◆ **Отрывок для чтения**
● ● ●

И "меч" - какая прелесть, а! Стирпайк, который бродит по Замку с мечом. И в латах, громыхая железом - чего уж там. 

- Неужели? - искренне удивился Стирпайк. - Но вы только посмотрите, у него лицо зеленое... как у лягушки, прости, Господи. 
- Не переживай, через полчаса кожа лорда Сепулкрейва примет естественный телесный оттенок. Так что никто ничего не заподозрит. Так, не стой! Сходи, отыщи Флея. И распорядись, чтобы сюда принесли таз горячей воды и пару полотенец. Пациента нужно обмыть и одеть. Быстрее! 
Перед уходом Стирпайк, не сдержавшись, наклонился и взглянул в лицо герцога. Юноше не верилось, что через полчаса с ним все будет в порядке, как обещал доктор. Лицо хозяина Горменгаста приняло землисто-зеленоватый оттенок, нос заострился. Мысленно Стирпайк сравнил герцога с вампиром из прочитанной недавно книги.

● ● ●

◆ **Задания к упражнению**
a. Выпишите из отрывка без изменений фрагмент от слов «Перед уходом Стирпайк, не» до слов «прочитанной недавно книги.».
b. Какой оттенок, по словам доктора из отрывка, примет кожа лорда Сепулкрейва через полчаса?
c. Назовите всех персонажей, которые упомянуты в отрывке по имени.

● ● ●

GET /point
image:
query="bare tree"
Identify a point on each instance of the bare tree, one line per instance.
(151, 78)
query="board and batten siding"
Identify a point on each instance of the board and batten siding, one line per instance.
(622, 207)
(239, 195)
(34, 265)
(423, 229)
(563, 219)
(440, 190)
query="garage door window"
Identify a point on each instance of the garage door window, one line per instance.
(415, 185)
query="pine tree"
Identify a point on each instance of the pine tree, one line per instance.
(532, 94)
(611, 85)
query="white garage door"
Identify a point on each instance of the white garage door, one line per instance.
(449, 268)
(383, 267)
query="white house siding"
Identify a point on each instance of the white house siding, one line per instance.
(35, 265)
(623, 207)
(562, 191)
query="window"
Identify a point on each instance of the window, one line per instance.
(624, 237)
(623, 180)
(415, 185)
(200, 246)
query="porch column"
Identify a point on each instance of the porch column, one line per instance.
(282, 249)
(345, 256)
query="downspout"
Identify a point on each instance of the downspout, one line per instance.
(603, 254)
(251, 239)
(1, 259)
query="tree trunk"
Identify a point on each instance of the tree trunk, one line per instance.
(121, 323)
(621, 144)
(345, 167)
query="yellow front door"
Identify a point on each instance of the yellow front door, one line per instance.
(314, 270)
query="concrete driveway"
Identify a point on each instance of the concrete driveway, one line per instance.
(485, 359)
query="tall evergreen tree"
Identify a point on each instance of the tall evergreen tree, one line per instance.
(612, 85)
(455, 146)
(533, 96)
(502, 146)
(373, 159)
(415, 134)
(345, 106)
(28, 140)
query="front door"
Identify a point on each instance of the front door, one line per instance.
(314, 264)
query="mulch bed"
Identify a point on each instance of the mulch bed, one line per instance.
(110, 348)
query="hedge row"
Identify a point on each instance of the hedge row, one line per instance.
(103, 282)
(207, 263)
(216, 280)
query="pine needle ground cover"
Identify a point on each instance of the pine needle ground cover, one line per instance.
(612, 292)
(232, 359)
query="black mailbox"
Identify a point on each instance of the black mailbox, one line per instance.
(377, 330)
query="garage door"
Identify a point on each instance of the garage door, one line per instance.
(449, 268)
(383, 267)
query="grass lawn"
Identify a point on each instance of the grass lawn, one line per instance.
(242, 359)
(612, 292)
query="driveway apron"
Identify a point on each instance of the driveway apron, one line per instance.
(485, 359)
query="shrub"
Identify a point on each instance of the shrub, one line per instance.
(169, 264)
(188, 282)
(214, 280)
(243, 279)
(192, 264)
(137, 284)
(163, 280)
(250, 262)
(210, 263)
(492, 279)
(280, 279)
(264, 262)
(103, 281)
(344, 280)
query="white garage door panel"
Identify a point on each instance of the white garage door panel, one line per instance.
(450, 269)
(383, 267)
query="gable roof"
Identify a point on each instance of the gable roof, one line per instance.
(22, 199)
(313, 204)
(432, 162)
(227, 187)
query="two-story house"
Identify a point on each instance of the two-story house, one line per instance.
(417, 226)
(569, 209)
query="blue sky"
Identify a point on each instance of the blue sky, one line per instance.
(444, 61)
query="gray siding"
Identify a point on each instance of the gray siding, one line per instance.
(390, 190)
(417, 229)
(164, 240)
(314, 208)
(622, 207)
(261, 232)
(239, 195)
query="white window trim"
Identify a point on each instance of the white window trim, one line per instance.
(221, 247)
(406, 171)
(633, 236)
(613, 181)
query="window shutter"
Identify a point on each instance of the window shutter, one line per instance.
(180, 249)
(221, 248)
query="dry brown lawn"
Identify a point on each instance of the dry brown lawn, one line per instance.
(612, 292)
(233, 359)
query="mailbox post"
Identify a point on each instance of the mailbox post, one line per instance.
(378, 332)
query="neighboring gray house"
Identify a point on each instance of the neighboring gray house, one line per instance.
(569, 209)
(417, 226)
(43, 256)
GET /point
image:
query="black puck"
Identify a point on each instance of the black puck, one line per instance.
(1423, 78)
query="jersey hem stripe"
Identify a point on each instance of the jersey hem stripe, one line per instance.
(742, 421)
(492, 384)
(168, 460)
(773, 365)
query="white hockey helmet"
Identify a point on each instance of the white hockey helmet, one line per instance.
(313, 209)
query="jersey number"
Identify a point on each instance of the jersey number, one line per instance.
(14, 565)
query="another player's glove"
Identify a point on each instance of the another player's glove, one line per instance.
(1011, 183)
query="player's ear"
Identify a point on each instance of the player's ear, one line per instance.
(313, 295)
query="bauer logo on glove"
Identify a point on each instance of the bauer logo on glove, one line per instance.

● ● ●

◆ **Ответы к упражнению**
a.
Перед уходом Стирпайк, не сдержавшись, наклонился и взглянул в лицо герцога. Юноше не верилось, что через полчаса с ним все будет в порядке, как обещал доктор. Лицо хозяина Горменгаста приняло землисто-зеленоватый оттенок, нос заострился. Мысленно Стирпайк сравнил герцога с вампиром из прочитанной недавно книги.

b. Естественный телесный оттенок.

c. Стирпайк, лорд Сепулкрейв, Флей.